* [EXTRACTOS DE ENTRADAS]
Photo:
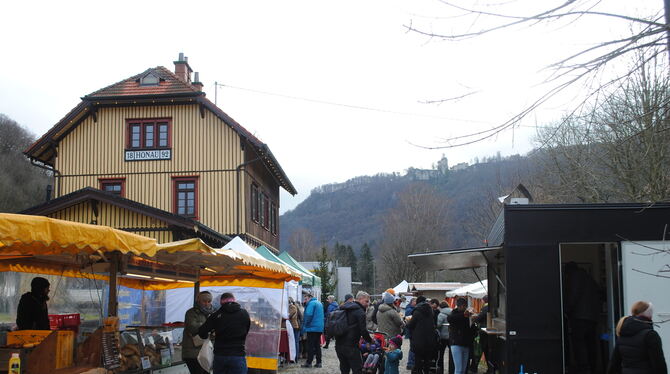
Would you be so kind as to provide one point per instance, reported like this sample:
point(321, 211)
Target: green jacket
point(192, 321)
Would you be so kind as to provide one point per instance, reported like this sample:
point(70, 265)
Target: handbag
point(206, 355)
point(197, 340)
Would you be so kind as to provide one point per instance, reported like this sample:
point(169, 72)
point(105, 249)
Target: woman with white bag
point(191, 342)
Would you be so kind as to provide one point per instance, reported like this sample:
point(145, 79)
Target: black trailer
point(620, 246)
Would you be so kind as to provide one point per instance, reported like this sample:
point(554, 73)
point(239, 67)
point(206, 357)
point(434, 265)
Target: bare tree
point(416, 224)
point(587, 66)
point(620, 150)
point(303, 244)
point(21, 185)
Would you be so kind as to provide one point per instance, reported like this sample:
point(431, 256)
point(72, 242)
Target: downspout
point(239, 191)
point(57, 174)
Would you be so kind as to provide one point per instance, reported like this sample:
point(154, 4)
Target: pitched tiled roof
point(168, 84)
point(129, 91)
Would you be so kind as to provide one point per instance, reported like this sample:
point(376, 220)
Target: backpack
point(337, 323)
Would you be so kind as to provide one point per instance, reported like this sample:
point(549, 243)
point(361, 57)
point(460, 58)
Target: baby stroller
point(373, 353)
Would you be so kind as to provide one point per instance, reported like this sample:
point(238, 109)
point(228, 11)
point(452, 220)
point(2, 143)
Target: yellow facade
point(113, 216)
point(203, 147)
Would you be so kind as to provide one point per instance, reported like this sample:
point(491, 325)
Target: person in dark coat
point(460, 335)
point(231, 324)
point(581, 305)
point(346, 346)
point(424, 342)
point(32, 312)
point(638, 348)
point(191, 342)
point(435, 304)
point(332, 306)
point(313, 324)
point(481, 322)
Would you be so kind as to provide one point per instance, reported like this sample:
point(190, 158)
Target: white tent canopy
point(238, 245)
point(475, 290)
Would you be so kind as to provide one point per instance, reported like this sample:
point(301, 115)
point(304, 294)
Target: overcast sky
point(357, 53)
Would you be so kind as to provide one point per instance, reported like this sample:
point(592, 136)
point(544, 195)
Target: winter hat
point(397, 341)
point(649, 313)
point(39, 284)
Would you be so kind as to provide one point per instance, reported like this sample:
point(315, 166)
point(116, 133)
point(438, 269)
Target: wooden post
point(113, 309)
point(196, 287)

---

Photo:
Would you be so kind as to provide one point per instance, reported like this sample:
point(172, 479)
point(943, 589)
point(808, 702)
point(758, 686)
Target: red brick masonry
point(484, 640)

---

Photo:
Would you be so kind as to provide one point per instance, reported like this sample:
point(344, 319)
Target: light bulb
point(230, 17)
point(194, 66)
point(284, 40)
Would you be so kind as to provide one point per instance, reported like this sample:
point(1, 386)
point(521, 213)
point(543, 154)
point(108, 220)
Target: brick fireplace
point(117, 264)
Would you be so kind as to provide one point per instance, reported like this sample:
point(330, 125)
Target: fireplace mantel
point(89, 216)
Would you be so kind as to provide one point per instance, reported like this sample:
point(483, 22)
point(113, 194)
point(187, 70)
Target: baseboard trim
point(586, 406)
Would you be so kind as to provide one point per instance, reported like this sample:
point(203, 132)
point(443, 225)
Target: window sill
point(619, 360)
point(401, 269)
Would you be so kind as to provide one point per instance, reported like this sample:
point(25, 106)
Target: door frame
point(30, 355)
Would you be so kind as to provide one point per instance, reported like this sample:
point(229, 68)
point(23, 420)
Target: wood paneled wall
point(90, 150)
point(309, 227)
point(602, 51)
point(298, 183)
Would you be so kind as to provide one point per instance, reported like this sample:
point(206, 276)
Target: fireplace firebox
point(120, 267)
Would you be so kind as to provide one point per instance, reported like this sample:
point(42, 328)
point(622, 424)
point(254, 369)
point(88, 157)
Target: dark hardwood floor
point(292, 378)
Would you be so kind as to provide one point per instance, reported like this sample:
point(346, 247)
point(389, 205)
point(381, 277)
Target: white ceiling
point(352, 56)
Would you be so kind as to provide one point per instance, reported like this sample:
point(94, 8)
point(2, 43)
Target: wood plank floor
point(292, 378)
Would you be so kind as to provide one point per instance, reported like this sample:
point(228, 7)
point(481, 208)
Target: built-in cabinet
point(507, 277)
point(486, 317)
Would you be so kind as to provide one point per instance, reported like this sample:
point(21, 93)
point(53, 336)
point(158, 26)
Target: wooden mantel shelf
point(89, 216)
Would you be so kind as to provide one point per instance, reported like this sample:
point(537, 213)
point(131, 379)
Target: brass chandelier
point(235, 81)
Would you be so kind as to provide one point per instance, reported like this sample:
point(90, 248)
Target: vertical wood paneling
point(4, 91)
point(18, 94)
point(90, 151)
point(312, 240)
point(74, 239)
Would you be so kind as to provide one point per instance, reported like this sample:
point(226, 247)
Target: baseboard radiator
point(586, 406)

* [HAZ LO SIGUIENTE] Por favor, reúne todas las líneas de las entradas anteriores que contengan la palabra "dark", distinguiendo entre mayúsculas y minúsculas.

* [RESPUESTA COMPLETA]
Target: person in dark coat
Target: dark hardwood floor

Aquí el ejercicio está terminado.